───── Source data

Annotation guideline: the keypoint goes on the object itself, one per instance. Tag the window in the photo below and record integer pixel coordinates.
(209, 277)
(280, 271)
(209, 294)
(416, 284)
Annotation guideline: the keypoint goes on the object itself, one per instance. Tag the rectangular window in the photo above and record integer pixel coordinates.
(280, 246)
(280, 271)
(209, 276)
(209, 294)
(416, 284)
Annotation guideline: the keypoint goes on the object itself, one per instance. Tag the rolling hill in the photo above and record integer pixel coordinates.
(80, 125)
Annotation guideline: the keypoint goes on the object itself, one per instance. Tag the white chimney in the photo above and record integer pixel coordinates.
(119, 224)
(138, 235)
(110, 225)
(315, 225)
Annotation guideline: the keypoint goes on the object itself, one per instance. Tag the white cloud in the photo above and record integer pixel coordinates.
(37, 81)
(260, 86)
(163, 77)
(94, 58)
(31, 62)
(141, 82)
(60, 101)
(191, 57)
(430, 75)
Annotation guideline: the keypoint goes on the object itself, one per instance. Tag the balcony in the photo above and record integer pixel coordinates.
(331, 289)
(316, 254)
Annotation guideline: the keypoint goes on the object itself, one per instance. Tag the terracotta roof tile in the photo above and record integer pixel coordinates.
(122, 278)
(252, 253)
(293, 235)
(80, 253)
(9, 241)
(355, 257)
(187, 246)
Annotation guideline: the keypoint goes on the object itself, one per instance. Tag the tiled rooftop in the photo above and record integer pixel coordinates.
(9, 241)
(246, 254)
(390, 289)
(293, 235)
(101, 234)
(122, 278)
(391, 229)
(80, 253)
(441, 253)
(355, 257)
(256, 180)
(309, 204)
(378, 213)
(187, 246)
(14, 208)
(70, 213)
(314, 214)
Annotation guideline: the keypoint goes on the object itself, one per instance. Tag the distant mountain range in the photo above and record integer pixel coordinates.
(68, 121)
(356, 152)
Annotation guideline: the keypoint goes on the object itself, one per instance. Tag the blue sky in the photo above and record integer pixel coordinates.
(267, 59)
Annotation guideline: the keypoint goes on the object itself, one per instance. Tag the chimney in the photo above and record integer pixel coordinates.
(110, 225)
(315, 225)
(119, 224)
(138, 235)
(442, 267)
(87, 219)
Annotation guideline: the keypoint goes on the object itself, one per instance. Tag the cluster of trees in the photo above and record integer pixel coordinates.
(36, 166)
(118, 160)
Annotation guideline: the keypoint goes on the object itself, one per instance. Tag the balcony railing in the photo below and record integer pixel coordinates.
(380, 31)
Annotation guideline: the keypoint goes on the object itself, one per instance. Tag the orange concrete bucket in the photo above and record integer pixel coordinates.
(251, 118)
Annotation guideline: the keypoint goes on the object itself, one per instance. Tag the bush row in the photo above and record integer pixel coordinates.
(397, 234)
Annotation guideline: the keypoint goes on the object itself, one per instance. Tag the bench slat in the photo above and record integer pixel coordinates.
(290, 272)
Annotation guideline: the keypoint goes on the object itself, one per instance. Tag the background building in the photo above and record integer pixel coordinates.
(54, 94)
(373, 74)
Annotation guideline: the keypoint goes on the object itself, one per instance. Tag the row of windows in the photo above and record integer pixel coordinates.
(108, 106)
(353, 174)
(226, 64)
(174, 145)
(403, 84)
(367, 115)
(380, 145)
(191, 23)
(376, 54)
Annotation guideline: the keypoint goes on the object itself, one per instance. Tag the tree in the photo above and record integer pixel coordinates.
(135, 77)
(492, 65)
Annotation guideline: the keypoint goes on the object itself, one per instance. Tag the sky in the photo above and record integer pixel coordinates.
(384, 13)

──────────

Your goal
Copy out the material above in full.

Response
Annotation guideline: the keypoint goes on the object itself, one per instance. Tag the window in the photo below and record integer pixel coordinates.
(209, 277)
(280, 271)
(209, 294)
(416, 284)
Annotation guideline: the keypoint goes on the object itself, one per instance. Tag the rectangular window in the photo above and record integer pixel coordinates.
(280, 246)
(280, 271)
(209, 276)
(209, 294)
(416, 284)
Annotation guideline: the keypoint goes on the object itself, one per instance. Tag the rolling hill in the photo above and record integer pixel coordinates.
(80, 125)
Annotation guideline: the keypoint goes on the object itself, one per instance. Tag the white chimney in the photo above and record integer pixel coordinates.
(119, 224)
(138, 235)
(110, 225)
(315, 225)
Annotation guideline: the keypoint goes on the object itself, one per instance. Tag the white cloud in the photo above and record integer pixel coordinates.
(37, 81)
(260, 86)
(163, 77)
(94, 58)
(31, 62)
(141, 82)
(60, 101)
(191, 57)
(430, 75)
Annotation guideline: the keypoint goes on the object itself, one per instance. Tag the balcony in the photo above and record integer pixel coordinates.
(331, 289)
(316, 254)
Annotation guideline: the keypoint goes on the object itself, one per instance. Tag the terracotta roof tile in the photo above and record integer pixel coordinates.
(122, 278)
(252, 253)
(293, 235)
(80, 253)
(9, 241)
(355, 257)
(187, 246)
Annotation guideline: the keypoint goes on the object itself, one per instance. Tag the tiled rooftop in the photo above and record integer pixel coordinates.
(9, 241)
(246, 254)
(390, 289)
(293, 235)
(101, 234)
(122, 278)
(391, 229)
(80, 253)
(441, 253)
(355, 257)
(256, 180)
(309, 204)
(378, 213)
(187, 246)
(14, 208)
(70, 213)
(314, 214)
Annotation guideline: the keypoint goes on the object itself, one per instance. Tag the distant mountain range in the photo above and record integer pixel coordinates.
(68, 121)
(356, 152)
Annotation guideline: the keypoint goes on the object itself, one per instance. Tag the blue sky in the photo above and record integer pixel coordinates.
(267, 59)
Annotation guideline: the keypoint goes on the object itself, one per instance. Tag the chimney in the photo above and record integer pixel coordinates.
(110, 225)
(315, 225)
(119, 224)
(138, 235)
(442, 267)
(87, 219)
Annotation guideline: the keypoint goes on the object itself, one per instance. Tag the cluster of trees in the photo above and record integer pixel coordinates.
(36, 166)
(118, 160)
Annotation guideline: the keypoint goes on the object itself, one per instance. Tag the balcony railing in the photo below and record integer pixel coordinates.
(380, 31)
Annotation guideline: the keypoint goes on the object itself, one per instance. Tag the orange concrete bucket in the photo above and record integer pixel coordinates.
(251, 118)
Annotation guideline: the keypoint goes on the object itself, one per instance. Tag the bush row in the photo above and record integer pixel coordinates.
(397, 234)
Annotation guideline: the keypoint goes on the object itself, one per instance. Tag the bench slat in the photo above and record integer pixel coordinates.
(290, 272)
Annotation guideline: the keypoint goes on the object itself, one per instance. Tag the background building in the photo above and record integer pixel coordinates.
(54, 94)
(373, 74)
Annotation guideline: the keypoint goes on the object itself, one per instance. Tag the row of windows in the photo above and record integer pixel coordinates.
(108, 106)
(353, 174)
(226, 64)
(174, 145)
(403, 84)
(367, 115)
(380, 145)
(191, 23)
(376, 54)
Annotation guideline: the keypoint goes on the object itself, one per instance. Tag the tree in the photo above and record integer pixel coordinates.
(135, 77)
(492, 65)
Annotation guideline: the keypoint goes on the object itself, one per instance. Tag the sky in the photo above and record integer pixel coordinates.
(384, 13)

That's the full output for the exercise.